## Excerpt provided
• • • • •

Using what we see to help understanding
We all use the easiest way to help others to understand. For example, when ordering a drink in a busy café/pub you might gesture drink to your friend to ask if they want a drink, rather than shouting across the room.
You can help your child to understand by showing them things as you talk.
Making your speech visual will really help. You can do this by:
- Makaton signing (see Makaton resources in Helping your Child to Communicate)
- Pointing to things around us
- Pointing to pictures
- Using other forms of communication e.g. objects of reference, communication boards, books, communication aids etc
Children often start to understand what objects mean first. When they see their cup they know that they are going to have a drink.
Learning what photos symbols or written words mean follows later.
Your child may work on developing their understanding photos, pictures, symbols or even the written word, as part of their school work but objects, gesture and signing will always be the easiest to understand.
We want to avoid frustration by giving them the easiest way to understand.

• • • • •

(Saved data entries)

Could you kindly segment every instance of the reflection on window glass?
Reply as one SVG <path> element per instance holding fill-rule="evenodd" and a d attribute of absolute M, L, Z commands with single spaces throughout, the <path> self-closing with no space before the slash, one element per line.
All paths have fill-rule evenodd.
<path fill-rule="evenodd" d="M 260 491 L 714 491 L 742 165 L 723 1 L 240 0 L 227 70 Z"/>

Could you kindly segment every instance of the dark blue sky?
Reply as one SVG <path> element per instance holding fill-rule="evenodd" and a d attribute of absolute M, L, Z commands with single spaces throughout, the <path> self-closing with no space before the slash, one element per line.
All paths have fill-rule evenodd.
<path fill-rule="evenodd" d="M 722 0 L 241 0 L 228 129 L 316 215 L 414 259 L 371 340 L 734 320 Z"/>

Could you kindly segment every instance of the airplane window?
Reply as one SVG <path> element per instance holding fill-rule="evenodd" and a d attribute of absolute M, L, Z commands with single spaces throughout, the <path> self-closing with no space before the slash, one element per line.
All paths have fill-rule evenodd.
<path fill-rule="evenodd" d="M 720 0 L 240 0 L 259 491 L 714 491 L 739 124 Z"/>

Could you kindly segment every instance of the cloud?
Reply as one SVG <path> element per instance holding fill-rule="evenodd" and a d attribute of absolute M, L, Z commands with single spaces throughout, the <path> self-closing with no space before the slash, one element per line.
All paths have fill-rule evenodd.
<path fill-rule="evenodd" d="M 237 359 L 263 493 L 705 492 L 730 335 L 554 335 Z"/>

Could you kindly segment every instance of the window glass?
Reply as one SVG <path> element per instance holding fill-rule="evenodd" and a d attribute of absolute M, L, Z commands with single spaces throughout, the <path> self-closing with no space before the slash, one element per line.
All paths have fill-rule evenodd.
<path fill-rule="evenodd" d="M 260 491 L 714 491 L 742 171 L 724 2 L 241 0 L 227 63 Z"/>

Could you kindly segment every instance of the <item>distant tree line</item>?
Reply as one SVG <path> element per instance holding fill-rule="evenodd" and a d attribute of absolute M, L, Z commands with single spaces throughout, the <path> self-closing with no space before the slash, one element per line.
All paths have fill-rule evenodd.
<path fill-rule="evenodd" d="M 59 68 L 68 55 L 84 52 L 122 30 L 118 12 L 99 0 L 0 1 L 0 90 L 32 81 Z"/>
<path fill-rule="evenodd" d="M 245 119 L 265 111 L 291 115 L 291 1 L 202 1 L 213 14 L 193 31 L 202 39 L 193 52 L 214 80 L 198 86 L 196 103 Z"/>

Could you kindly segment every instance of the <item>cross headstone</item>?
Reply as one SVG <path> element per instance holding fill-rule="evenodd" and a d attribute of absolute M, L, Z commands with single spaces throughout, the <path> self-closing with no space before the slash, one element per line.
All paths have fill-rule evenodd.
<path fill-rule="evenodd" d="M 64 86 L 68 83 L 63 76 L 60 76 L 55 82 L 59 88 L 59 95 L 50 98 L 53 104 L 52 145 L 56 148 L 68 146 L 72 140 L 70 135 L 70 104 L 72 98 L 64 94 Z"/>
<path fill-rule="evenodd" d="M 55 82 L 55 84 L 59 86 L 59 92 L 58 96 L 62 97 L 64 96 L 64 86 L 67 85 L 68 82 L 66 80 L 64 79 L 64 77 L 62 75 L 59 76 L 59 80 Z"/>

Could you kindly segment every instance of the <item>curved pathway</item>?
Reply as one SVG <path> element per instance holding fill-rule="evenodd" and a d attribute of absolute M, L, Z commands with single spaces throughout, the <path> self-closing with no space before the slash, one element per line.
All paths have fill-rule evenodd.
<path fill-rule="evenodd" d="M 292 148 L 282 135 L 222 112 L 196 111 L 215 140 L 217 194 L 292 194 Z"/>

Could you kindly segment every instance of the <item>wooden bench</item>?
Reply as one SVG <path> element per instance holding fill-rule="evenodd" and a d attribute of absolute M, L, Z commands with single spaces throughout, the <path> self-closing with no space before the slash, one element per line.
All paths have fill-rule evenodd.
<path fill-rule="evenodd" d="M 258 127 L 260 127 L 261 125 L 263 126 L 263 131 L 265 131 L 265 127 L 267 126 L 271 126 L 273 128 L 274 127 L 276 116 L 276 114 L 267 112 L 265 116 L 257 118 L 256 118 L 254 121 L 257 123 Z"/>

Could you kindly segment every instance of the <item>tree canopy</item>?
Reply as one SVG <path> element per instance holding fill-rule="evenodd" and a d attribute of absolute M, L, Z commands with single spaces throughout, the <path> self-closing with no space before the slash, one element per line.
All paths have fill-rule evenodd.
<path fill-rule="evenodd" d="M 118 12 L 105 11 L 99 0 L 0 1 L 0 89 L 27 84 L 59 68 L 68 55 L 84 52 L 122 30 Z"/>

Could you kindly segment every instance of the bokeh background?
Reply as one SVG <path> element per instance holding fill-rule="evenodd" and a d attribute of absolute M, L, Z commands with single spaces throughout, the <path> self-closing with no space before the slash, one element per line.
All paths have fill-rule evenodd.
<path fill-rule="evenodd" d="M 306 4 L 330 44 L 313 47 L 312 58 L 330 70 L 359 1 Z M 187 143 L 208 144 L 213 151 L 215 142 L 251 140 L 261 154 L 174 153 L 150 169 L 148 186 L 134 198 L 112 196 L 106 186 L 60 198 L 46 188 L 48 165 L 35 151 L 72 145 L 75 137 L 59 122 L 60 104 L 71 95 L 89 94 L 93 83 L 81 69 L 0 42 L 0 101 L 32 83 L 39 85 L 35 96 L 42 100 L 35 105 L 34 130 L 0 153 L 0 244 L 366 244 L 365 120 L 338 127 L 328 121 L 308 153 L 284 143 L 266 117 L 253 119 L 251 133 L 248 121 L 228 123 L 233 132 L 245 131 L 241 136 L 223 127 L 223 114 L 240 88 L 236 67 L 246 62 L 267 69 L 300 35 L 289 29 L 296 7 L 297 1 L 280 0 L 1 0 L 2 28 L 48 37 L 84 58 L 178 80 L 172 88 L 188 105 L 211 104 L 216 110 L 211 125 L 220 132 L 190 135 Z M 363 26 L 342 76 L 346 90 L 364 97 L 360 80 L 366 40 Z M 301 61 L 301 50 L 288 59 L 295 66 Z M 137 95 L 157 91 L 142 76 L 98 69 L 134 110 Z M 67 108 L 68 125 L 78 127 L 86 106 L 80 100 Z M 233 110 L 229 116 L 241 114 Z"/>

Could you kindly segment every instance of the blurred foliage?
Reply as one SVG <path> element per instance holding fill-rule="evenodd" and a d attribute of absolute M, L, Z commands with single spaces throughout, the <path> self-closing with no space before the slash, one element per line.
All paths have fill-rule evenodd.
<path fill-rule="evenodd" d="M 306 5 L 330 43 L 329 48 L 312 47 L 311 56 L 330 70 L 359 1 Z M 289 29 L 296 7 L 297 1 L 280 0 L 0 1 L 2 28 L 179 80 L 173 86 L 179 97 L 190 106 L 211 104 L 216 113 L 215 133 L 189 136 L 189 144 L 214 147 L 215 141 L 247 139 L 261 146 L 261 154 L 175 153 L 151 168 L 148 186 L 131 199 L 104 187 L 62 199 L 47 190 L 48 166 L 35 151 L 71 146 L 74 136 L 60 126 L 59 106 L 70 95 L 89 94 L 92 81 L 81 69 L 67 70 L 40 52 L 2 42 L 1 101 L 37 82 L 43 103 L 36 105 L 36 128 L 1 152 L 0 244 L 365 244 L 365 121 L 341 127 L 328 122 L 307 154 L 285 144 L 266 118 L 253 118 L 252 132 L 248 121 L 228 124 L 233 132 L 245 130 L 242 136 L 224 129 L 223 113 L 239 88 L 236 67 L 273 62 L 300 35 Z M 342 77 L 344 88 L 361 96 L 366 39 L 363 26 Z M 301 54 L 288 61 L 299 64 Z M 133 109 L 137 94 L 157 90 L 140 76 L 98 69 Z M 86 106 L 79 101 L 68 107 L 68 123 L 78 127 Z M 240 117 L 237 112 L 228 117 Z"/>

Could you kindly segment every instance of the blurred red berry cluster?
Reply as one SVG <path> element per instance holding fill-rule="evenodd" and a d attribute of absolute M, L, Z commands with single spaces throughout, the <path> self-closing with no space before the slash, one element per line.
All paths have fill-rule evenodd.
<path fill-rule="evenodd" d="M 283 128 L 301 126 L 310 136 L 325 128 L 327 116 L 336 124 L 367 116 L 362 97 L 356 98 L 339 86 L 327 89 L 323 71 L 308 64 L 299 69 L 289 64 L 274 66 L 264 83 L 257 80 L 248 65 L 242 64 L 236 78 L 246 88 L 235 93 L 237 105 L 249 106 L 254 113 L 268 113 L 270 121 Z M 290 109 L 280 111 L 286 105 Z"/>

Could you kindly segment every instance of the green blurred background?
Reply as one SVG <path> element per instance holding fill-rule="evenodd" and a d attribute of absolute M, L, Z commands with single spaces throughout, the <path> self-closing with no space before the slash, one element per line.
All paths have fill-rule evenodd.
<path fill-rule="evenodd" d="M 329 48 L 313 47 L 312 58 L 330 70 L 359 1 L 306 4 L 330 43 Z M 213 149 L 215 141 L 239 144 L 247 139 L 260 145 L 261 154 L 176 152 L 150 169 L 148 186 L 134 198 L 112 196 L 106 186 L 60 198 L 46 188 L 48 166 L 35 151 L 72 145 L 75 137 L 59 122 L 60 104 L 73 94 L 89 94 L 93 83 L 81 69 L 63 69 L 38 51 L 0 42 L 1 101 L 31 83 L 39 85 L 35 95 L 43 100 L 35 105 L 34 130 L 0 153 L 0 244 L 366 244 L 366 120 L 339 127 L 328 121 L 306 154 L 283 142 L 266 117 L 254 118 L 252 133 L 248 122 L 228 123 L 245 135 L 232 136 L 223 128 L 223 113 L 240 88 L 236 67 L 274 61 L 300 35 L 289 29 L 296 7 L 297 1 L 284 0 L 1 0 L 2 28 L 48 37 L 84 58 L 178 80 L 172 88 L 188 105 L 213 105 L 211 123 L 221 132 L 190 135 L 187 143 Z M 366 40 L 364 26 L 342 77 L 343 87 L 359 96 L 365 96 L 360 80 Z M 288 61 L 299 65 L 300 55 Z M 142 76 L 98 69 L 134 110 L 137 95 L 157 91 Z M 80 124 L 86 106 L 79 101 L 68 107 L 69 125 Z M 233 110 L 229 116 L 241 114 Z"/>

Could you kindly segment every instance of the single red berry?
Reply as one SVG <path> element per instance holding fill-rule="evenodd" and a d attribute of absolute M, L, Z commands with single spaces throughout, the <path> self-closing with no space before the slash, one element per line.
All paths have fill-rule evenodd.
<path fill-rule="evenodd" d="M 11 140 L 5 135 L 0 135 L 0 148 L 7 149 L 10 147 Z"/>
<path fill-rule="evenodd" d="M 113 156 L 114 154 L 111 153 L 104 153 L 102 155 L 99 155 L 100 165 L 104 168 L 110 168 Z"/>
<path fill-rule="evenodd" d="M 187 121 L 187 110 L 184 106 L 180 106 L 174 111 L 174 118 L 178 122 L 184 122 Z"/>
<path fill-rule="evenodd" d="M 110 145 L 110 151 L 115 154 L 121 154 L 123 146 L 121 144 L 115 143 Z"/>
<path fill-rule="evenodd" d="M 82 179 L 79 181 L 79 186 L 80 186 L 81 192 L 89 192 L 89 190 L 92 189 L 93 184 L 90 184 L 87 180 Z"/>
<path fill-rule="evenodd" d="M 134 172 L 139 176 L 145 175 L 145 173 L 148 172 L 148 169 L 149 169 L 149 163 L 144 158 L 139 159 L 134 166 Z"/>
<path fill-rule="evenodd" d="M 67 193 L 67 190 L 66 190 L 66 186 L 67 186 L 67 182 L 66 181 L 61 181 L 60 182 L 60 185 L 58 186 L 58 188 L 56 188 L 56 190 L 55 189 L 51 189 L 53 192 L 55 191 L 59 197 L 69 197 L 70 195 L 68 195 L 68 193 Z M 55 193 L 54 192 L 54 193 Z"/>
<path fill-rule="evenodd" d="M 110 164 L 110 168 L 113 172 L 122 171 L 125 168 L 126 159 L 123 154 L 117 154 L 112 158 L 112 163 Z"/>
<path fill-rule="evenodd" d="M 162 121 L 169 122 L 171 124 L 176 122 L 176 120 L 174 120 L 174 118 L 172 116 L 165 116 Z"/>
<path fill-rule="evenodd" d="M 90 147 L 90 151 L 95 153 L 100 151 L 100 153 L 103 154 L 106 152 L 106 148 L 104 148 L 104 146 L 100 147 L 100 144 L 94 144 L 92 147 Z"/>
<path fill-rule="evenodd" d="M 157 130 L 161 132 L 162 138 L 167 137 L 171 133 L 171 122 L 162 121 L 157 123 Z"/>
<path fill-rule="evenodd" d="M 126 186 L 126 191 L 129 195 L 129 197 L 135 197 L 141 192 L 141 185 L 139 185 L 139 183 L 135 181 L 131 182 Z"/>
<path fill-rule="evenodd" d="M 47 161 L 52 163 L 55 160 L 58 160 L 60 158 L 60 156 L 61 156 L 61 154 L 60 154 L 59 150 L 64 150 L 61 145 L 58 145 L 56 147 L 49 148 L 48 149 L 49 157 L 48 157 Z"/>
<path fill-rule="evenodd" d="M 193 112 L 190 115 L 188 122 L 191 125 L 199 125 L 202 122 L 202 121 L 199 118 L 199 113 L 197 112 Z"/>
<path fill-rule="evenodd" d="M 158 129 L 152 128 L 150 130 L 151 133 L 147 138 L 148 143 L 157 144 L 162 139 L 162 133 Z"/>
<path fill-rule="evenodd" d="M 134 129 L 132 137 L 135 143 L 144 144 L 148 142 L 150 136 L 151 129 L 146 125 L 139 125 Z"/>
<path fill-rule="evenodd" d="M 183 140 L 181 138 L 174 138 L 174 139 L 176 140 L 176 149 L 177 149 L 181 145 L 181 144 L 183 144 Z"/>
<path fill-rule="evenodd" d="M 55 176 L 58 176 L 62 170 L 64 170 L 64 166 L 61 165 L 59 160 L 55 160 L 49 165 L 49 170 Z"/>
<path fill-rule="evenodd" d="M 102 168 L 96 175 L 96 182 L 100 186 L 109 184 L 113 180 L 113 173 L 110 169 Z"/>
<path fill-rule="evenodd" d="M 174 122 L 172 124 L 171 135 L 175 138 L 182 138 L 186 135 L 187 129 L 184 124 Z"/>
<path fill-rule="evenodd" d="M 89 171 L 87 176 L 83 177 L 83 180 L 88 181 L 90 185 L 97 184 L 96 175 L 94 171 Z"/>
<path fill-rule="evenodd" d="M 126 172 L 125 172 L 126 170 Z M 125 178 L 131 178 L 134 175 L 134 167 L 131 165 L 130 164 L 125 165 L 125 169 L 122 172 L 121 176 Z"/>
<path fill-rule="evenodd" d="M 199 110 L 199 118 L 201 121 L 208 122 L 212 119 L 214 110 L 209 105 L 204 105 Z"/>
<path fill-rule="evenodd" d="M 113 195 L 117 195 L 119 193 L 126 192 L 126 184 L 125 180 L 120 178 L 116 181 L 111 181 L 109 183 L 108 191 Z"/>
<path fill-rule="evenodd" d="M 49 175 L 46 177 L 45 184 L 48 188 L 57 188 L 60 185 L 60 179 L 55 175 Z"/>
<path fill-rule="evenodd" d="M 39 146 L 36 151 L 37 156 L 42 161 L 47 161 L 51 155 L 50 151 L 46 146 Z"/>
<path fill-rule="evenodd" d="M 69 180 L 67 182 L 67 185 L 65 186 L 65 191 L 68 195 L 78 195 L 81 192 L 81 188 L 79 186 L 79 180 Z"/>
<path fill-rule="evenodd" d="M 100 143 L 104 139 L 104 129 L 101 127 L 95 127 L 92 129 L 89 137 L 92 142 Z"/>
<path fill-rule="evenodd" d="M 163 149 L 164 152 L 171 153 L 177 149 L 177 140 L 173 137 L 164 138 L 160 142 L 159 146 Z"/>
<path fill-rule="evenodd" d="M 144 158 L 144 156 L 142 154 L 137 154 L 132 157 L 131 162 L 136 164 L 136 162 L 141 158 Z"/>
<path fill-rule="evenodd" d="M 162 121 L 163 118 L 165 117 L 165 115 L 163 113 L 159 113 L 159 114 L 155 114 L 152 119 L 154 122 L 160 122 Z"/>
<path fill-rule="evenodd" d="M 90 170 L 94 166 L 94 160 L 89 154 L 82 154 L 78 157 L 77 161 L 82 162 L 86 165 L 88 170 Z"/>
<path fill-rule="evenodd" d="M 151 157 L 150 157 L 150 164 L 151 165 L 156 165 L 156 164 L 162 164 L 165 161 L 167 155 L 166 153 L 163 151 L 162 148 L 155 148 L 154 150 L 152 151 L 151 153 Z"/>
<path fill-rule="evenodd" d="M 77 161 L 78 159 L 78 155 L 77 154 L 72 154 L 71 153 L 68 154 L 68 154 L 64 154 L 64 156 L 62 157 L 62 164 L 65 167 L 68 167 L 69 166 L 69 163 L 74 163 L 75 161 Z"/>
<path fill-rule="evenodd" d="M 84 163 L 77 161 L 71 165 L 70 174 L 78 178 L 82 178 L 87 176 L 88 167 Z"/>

• • • • •

## Exercise 1
Answer these questions from the guide on using what we see to help understanding.
(a) In a busy café or pub, what might you do instead of shouting across the room?
(b) What do children often start to understand first?
(c) What three things will always be the easiest for a child to understand?
## Exercise 2
The guide on using what we see to help understanding lists ways to make your speech visual. Name every one.
## Exercise 3
Write the next part of the guide on using what we see to help a child understand, following on from its final sentence.

## Written answer 1
(a) Gesture "drink" to your friend to ask if they want a drink.
(b) What objects mean.
(c) Objects, gesture and signing.

## Written answer 2
- Makaton signing
- Pointing to things around us
- Pointing to pictures
- Using other forms of communication, such as objects of reference, communication boards, books and communication aids

## Written answer 3
Talk to your child’s Speech and Language Therapist and/or teacher for help about how your child understands best.
The importance of modelling can be seen demonstrated in this Youtube video...
Providing routine and structure
Routines help us all to understand what is happening in our day.
Routines can be as simple as regularly showing your child their shoes before getting ready to go outside. Children in a good routine may not have to understand any spoken language to be able to join in by going to fetch their shoes and go the door before going out.
To help them with new routines or to change their routines we can use pictures or objects.
Now and next boards are the simplest visual timetable we can use, that can be used to support your child to carry out tasks which they find less motivating.
How to use a now and next board
Download a Now and Next Board to use at home
Breaking down spoken language
You can also support your child to understand what you are saying by keeping your message simple, using short sentences and slowing down what you are saying. Also repeat important words while playing with your child.
Asking the right question
Does your child ignore you?
Children often do not answer our questions. They may be ignoring us or it may be because we are not asking the right question. Some questions are much easier to answer than others.
EASIEST (Level 1)
- “What is that?”
- “What do you want?”
- “What can you see?”
- “Find one like this”
- “What is — doing?”
- “Is it a —?” (yes/no response)
These are all questions that are about the things immediately around us.
A LITTLE HARDER...(Level 2)
- “Find something that can … e.g. cut”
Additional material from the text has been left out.